# Extracted information
• • •

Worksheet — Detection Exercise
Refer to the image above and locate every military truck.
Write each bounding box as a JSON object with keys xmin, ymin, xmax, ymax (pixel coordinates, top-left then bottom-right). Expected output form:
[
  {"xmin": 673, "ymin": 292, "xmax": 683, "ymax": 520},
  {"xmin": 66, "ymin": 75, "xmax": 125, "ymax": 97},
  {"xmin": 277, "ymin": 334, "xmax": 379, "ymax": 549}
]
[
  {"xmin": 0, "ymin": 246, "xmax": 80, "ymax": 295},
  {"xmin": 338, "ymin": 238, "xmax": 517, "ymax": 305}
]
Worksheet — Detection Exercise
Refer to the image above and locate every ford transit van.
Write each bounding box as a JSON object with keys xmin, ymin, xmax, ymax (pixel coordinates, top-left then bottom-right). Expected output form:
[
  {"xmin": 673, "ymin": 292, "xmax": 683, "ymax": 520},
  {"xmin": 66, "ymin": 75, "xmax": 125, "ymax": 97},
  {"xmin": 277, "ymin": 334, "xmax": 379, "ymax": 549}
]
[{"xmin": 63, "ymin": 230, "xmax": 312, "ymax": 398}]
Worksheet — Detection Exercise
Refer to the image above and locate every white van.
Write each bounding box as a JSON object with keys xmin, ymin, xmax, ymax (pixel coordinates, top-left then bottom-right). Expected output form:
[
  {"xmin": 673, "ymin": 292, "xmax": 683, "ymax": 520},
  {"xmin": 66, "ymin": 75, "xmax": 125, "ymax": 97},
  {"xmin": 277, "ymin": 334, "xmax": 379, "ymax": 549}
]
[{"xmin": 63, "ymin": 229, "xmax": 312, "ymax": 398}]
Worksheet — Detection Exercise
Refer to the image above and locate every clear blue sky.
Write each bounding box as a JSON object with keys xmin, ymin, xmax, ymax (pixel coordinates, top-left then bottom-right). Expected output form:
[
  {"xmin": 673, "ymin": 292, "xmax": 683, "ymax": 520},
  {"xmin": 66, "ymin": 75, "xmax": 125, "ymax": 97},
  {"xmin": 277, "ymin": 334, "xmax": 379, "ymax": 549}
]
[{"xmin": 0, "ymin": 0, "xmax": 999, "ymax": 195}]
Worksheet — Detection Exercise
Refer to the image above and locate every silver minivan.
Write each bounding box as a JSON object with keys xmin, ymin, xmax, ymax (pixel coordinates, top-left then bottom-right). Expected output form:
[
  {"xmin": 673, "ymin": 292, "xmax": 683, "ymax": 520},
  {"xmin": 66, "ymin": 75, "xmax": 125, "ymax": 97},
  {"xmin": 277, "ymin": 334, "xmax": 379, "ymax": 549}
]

• • •

# Job
State how many lines of the records above contain the string "locate". Give only the number.

# Reply to the exercise
5